→ PROMPT
Copy each line that contains the string "hump", taking them from the material.

→ INPUT
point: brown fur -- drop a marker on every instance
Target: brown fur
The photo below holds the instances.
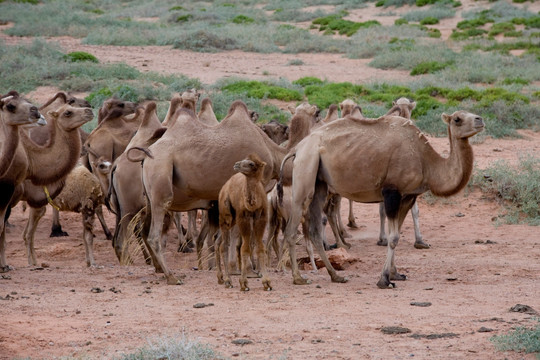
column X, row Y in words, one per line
column 242, row 201
column 374, row 174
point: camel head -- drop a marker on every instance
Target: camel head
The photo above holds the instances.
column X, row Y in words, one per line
column 70, row 118
column 113, row 108
column 16, row 111
column 463, row 124
column 66, row 98
column 276, row 131
column 103, row 165
column 251, row 166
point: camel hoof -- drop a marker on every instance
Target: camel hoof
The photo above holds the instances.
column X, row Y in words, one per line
column 382, row 242
column 185, row 249
column 171, row 280
column 339, row 279
column 399, row 277
column 6, row 268
column 60, row 233
column 301, row 281
column 421, row 245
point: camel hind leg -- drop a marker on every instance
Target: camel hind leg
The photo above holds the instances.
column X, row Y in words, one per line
column 35, row 214
column 314, row 226
column 396, row 208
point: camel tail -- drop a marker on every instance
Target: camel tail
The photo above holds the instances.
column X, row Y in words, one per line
column 138, row 154
column 280, row 182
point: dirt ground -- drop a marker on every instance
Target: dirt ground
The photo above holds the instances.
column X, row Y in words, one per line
column 471, row 277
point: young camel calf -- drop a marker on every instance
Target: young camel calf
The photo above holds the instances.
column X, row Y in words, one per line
column 242, row 201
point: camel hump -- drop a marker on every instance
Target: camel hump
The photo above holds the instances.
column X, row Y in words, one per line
column 138, row 154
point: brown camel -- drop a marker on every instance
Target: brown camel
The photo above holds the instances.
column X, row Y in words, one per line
column 350, row 157
column 242, row 201
column 64, row 139
column 110, row 138
column 194, row 161
column 15, row 111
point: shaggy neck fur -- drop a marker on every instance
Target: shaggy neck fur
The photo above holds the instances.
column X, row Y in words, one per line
column 9, row 145
column 446, row 177
column 53, row 162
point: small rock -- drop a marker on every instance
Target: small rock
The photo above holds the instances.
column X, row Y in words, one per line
column 421, row 304
column 242, row 342
column 392, row 330
column 202, row 305
column 523, row 309
column 485, row 329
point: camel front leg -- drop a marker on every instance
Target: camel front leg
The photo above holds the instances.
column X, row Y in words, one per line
column 396, row 209
column 56, row 227
column 99, row 214
column 352, row 222
column 418, row 241
column 88, row 236
column 383, row 241
column 34, row 215
column 259, row 225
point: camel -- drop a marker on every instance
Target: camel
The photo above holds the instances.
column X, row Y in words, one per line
column 15, row 111
column 64, row 139
column 109, row 139
column 193, row 161
column 242, row 201
column 350, row 157
column 82, row 194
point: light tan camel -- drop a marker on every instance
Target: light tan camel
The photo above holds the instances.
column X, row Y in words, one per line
column 62, row 149
column 82, row 194
column 14, row 112
column 110, row 138
column 242, row 202
column 193, row 161
column 350, row 157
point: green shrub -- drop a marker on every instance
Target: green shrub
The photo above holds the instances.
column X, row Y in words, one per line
column 429, row 21
column 242, row 19
column 519, row 187
column 332, row 93
column 77, row 56
column 308, row 80
column 262, row 90
column 428, row 67
column 400, row 21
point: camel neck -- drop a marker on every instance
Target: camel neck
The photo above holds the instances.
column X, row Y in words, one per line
column 53, row 162
column 10, row 141
column 447, row 176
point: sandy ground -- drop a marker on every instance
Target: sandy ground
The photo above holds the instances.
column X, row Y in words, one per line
column 471, row 277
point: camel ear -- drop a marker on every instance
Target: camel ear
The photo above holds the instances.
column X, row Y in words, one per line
column 446, row 118
column 53, row 113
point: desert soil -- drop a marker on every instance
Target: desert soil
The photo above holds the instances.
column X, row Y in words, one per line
column 473, row 274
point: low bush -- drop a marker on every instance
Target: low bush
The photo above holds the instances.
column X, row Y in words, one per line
column 519, row 189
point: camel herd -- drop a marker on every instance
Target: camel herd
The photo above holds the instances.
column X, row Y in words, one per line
column 244, row 177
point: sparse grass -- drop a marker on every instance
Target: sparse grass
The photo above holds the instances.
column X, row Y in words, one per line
column 517, row 186
column 521, row 339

→ RESULT FOR THIS TASK
point: camel hump -- drop a marker on every instance
Target: camel hump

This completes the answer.